- _EXERCISE DIRECTIONS_: The full listing, copied exactly, is the required output.

- _RECORDS PROVIDED_:
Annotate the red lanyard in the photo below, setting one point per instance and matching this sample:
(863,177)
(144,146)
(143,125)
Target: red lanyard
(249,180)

- _OUTPUT FOR THIS EXERCISE_:
Annotate the red lanyard in the photo below, setting one point per instance and matching this sample:
(863,177)
(144,146)
(143,125)
Target: red lanyard
(249,180)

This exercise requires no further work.